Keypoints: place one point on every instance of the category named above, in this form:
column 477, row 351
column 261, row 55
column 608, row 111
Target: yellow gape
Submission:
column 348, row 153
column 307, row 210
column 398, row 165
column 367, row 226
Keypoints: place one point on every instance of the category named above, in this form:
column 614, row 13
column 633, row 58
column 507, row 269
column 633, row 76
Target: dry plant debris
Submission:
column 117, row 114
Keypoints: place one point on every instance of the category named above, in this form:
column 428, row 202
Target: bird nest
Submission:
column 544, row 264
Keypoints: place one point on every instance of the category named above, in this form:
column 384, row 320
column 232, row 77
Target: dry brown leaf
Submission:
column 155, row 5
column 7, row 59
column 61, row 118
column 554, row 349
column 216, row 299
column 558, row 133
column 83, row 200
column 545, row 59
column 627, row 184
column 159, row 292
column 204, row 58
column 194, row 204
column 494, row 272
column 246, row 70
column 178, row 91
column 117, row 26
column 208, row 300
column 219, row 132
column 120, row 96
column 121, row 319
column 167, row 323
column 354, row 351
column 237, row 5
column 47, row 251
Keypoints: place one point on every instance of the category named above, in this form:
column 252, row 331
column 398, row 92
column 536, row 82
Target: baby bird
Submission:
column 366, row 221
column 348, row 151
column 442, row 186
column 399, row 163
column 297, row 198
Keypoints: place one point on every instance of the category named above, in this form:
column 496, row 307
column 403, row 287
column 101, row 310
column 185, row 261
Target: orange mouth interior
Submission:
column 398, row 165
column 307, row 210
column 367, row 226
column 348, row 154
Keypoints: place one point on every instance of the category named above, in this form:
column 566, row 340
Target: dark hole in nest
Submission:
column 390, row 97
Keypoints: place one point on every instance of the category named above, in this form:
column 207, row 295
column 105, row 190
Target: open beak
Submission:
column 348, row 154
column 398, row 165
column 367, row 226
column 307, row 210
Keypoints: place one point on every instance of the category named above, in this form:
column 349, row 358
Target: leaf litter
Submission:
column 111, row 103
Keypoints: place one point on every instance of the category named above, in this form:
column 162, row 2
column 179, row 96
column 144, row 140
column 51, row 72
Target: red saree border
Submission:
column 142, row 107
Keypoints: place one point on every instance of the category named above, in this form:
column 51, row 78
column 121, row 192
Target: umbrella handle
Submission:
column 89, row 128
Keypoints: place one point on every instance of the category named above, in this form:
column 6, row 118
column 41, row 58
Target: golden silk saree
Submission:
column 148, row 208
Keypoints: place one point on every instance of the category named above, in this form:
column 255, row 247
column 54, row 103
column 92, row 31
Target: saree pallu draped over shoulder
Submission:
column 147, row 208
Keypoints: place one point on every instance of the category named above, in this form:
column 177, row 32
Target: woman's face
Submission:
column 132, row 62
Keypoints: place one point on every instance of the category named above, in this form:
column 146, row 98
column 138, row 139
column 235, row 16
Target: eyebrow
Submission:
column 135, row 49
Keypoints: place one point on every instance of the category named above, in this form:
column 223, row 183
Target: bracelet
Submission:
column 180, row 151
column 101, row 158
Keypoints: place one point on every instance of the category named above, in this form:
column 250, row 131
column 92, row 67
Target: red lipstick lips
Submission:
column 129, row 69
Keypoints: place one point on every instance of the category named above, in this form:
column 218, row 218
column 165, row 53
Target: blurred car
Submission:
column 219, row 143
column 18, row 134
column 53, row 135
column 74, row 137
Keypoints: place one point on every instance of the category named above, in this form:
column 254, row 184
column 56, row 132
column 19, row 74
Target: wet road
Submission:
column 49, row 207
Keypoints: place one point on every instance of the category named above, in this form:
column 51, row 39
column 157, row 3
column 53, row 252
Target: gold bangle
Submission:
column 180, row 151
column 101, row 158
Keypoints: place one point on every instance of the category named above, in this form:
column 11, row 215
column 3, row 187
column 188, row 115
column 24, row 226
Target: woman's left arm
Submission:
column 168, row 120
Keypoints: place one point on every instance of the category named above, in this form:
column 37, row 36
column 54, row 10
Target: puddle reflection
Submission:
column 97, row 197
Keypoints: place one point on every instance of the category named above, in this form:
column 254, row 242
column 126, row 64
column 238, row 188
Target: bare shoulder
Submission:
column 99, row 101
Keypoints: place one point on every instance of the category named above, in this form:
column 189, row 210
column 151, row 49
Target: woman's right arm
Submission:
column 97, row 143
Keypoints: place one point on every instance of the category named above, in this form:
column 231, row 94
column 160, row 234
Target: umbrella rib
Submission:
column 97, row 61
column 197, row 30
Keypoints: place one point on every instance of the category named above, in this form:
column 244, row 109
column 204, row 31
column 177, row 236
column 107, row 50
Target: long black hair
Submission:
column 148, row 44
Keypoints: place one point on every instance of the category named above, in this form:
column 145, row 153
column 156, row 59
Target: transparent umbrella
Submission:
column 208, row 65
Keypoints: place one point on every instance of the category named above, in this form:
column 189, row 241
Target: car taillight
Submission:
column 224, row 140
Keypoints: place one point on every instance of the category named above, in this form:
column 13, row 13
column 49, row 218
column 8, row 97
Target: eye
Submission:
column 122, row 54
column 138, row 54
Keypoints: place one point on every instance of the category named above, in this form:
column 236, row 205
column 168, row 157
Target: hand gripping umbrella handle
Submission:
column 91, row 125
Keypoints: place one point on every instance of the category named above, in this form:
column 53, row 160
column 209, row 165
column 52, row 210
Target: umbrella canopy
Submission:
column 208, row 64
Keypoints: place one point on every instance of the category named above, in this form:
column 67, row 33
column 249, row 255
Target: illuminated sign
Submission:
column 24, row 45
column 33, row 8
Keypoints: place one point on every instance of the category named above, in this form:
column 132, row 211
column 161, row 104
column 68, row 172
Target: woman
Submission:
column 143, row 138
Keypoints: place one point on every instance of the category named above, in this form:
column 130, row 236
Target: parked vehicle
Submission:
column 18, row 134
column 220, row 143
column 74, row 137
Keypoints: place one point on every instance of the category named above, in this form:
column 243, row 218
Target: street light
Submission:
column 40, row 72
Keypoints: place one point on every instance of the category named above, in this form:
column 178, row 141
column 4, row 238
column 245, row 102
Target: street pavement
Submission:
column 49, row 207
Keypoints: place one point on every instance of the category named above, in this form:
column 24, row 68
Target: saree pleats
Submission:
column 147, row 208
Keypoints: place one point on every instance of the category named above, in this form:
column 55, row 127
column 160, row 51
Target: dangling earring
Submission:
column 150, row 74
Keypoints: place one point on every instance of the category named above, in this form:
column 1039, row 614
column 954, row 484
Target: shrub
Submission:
== == ==
→ TASK INSTRUCTIONS
Which lines in the items above contain the string "umbrella"? Pull out each of them, with case counting.

→ RESPONSE TO THIS EXERCISE
Target: umbrella handle
Target: umbrella rib
Target: transparent umbrella
Target: hand gripping umbrella handle
Target: umbrella canopy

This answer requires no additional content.